### WHAT YOU WILL DO
Render the lines below as a JSON list of strings, one string per line and blank lines left out. Start with the line that contains "If you could spot the man's nose" and go on through the line that contains "column 673, row 481", including both.

BEGIN RECORDS SUPPLIED

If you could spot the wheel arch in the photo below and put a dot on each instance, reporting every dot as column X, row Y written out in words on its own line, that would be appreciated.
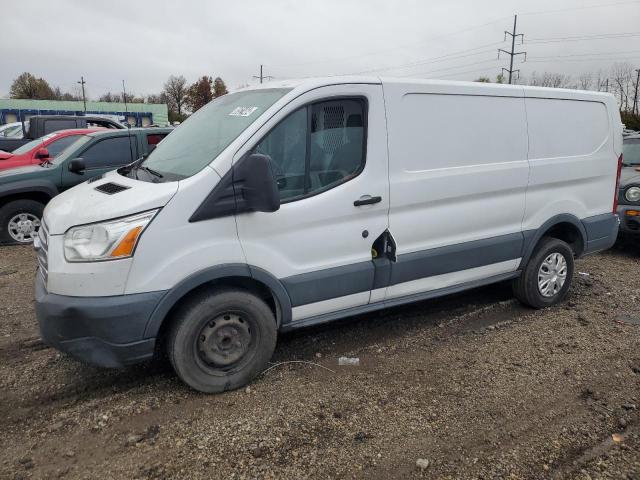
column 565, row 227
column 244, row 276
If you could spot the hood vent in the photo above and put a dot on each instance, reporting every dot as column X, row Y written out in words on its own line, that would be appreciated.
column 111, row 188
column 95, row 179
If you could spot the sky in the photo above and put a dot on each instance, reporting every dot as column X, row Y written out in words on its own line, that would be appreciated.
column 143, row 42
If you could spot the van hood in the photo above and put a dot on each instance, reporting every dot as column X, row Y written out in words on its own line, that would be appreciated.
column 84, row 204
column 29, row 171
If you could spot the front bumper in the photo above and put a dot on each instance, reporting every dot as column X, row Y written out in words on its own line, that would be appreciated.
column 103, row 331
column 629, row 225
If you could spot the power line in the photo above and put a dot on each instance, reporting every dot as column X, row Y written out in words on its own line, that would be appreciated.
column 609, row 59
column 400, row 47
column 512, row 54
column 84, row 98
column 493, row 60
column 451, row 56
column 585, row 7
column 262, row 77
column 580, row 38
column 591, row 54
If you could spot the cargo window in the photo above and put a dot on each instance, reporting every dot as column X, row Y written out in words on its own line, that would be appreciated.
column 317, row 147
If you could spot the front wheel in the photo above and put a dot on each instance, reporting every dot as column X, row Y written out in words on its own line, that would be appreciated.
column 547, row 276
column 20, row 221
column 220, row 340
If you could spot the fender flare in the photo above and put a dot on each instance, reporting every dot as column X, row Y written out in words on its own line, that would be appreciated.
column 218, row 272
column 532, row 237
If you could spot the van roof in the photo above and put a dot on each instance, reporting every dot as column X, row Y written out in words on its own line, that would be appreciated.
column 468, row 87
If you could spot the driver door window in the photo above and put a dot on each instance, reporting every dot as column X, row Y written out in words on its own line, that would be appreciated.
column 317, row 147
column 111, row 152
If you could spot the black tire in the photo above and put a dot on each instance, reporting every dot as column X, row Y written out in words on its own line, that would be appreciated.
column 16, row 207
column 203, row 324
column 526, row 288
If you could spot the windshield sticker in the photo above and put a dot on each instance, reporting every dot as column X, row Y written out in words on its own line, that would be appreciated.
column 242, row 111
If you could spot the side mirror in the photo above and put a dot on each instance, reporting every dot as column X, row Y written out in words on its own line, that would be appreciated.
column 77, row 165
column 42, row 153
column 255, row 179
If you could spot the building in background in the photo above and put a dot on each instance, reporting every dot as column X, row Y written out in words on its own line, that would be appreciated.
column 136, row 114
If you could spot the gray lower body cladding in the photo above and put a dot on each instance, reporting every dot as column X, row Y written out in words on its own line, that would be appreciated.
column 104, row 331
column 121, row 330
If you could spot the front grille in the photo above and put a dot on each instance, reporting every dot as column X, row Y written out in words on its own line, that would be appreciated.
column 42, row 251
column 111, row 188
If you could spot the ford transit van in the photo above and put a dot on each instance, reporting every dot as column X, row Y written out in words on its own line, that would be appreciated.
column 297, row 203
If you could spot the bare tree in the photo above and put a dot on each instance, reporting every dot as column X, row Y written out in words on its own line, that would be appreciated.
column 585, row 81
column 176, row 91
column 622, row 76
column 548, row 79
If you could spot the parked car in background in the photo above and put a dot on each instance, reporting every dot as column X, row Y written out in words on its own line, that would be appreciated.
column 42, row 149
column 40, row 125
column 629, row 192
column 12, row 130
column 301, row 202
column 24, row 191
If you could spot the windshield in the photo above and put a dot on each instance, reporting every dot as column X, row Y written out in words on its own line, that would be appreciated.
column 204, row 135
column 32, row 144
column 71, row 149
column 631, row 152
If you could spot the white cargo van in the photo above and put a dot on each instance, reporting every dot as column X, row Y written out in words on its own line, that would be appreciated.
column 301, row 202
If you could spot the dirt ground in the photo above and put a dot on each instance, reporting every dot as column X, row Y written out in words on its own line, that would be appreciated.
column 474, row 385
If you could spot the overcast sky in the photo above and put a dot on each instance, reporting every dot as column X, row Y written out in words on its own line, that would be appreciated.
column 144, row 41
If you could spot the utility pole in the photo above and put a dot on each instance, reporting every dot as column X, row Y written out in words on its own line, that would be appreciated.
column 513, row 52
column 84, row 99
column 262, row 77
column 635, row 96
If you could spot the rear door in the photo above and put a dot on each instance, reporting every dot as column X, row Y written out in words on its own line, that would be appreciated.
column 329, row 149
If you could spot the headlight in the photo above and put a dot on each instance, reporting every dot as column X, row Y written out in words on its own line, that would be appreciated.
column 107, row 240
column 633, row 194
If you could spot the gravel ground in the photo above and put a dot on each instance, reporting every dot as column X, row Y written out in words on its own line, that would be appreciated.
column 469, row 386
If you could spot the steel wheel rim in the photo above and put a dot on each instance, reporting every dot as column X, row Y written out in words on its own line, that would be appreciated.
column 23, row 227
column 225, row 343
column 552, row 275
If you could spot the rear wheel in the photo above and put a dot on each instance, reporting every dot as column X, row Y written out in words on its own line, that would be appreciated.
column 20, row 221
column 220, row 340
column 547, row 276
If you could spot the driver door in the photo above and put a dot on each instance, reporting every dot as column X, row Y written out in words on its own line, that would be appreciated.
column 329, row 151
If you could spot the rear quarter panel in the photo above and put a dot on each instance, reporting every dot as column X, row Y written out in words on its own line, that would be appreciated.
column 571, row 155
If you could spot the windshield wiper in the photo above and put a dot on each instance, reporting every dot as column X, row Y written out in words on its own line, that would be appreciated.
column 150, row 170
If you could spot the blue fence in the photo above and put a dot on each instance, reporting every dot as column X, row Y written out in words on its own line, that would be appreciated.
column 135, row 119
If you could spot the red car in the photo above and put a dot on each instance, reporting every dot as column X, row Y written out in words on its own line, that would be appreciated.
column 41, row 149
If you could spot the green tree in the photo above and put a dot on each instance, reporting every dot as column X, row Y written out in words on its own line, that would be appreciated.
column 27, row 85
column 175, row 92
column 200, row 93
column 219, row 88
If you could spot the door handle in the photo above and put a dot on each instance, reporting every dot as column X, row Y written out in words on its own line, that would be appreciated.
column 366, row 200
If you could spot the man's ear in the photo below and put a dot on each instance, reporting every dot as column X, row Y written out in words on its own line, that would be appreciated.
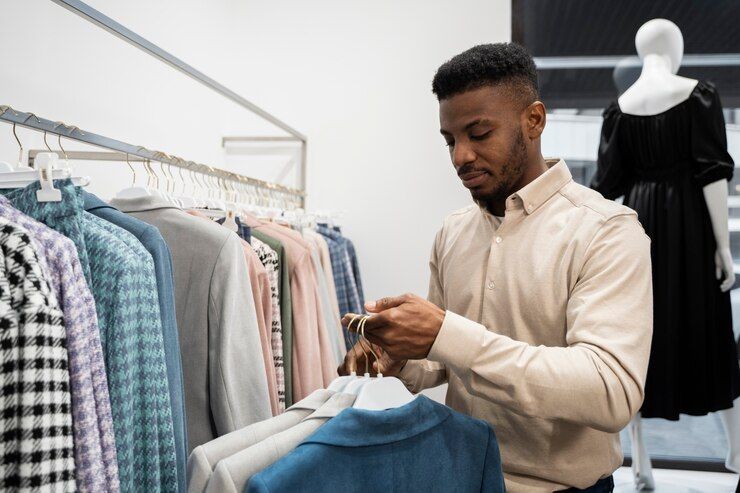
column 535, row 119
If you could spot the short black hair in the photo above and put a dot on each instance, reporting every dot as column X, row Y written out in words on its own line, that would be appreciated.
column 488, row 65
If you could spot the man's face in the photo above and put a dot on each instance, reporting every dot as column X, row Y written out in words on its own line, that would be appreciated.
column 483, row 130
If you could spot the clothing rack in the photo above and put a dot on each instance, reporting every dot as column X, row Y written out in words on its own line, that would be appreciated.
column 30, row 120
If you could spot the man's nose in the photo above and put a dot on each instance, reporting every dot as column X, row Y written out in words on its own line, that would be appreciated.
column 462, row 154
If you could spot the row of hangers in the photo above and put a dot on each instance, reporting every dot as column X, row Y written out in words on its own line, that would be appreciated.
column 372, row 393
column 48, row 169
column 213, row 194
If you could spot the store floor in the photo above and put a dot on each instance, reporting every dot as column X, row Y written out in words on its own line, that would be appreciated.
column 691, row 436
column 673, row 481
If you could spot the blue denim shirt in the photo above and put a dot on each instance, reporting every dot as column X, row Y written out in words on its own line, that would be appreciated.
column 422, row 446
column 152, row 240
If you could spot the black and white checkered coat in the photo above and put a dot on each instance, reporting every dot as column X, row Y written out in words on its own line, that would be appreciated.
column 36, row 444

END RECORDS SUPPLIED
BEGIN RECORDS SUPPLIED

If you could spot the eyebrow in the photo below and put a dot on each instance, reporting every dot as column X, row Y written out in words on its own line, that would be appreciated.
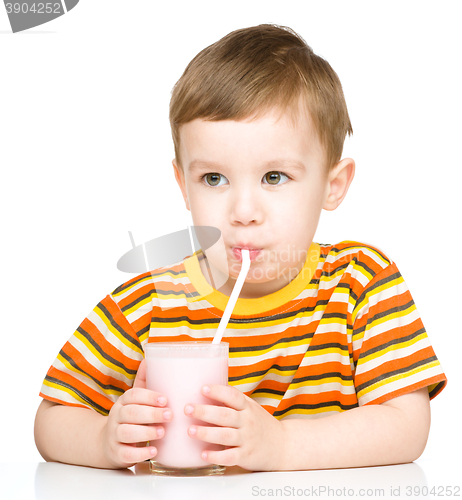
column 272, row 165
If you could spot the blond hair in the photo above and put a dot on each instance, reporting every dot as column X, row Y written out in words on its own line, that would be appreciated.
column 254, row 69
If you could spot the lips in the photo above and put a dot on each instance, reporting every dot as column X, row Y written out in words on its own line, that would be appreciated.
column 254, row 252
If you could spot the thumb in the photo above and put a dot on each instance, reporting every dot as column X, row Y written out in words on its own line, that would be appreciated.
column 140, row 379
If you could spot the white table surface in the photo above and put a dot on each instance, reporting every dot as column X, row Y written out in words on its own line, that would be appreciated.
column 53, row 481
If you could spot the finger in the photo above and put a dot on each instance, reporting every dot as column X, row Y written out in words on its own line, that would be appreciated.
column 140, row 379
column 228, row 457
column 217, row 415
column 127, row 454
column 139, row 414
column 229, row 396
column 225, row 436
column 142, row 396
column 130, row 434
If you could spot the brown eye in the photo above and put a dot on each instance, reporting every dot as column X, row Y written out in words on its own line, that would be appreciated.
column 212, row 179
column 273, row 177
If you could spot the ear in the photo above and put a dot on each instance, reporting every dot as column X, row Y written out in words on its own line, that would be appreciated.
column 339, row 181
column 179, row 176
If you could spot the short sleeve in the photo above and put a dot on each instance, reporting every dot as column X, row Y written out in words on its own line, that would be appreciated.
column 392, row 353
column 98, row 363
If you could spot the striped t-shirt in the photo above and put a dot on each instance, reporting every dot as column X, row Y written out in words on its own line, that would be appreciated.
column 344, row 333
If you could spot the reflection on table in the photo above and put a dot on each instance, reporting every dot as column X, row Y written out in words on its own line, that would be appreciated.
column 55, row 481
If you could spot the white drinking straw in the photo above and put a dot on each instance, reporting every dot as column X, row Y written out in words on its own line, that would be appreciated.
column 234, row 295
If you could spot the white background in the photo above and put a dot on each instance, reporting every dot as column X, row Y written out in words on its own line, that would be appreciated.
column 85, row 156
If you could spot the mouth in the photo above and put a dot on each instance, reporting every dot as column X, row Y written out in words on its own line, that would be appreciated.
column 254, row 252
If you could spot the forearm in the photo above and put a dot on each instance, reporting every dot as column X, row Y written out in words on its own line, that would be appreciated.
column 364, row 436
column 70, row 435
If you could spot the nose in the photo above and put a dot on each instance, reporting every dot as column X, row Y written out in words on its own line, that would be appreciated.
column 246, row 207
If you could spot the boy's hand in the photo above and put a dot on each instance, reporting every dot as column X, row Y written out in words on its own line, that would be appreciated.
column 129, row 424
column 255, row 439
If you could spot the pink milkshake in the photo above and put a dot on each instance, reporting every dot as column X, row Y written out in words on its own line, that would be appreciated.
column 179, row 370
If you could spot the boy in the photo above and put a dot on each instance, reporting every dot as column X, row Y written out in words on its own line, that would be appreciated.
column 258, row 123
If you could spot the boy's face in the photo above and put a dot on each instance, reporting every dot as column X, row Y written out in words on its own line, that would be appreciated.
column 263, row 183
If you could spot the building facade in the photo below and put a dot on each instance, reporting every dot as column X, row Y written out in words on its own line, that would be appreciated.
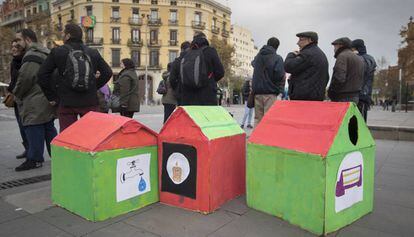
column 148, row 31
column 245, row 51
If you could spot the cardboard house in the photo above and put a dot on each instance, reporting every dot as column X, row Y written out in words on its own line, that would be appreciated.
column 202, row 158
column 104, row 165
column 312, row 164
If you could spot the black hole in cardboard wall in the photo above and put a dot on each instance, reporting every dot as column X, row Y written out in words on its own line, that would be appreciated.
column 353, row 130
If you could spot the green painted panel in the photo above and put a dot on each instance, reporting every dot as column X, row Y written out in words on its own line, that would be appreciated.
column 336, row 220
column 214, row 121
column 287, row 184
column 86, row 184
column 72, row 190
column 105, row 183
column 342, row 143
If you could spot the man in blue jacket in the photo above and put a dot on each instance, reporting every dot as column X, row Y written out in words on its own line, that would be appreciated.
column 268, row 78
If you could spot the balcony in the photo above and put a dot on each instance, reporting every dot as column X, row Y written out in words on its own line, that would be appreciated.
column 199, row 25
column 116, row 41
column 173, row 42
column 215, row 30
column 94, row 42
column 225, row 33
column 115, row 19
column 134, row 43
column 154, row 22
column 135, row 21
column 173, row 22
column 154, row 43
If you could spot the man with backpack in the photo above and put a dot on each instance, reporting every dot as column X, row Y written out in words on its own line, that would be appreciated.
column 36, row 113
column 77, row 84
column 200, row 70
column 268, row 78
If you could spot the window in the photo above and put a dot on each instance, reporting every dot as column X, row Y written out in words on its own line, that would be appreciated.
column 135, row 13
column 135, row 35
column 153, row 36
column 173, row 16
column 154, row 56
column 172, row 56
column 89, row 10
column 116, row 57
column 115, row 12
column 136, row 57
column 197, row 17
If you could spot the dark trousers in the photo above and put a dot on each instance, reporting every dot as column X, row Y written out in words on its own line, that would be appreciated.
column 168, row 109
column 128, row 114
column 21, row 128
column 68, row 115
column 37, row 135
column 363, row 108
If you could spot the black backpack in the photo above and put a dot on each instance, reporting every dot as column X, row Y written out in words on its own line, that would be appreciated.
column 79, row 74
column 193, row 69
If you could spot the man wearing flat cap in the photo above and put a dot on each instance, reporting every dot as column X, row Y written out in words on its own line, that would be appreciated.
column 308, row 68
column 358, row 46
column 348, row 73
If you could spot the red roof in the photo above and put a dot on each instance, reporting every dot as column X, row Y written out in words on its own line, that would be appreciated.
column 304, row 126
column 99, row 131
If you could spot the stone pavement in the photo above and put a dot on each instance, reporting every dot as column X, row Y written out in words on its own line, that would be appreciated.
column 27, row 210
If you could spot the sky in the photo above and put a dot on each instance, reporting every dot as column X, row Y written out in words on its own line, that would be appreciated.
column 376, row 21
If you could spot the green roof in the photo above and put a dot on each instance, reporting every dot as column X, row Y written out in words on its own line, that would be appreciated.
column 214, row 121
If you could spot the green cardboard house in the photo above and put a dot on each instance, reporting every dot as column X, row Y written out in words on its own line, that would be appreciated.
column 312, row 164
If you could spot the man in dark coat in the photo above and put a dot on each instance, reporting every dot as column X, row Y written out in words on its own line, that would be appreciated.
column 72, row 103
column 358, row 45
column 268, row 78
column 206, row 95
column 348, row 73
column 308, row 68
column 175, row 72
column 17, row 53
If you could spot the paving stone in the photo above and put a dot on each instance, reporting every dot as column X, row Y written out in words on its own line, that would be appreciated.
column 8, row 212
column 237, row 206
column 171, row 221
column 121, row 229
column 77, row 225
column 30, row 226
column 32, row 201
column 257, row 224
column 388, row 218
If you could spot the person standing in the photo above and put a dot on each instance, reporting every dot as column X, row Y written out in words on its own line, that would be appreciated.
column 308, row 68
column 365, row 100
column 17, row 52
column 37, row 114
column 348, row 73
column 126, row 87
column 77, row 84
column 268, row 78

END RECORDS SUPPLIED

### FULL SOLUTION
[
  "If you could spot the man's nose in the photo above and put a dot on each instance, reporting every dot as column X, row Y written out in words on its own line, that would be appreciated.",
  "column 462, row 154",
  "If you could spot the row of hangers in the photo above and put a dot on each instance, reporting every dot as column X, row Y written out in words on its own line, that would be appreciated.",
  "column 372, row 393",
  "column 48, row 169",
  "column 213, row 194",
  "If you could spot the store floor in the photo above and put a dot on each instance, reporting every dot as column X, row Y written out in words on its own line, that would be appreciated.",
  "column 691, row 436",
  "column 673, row 481"
]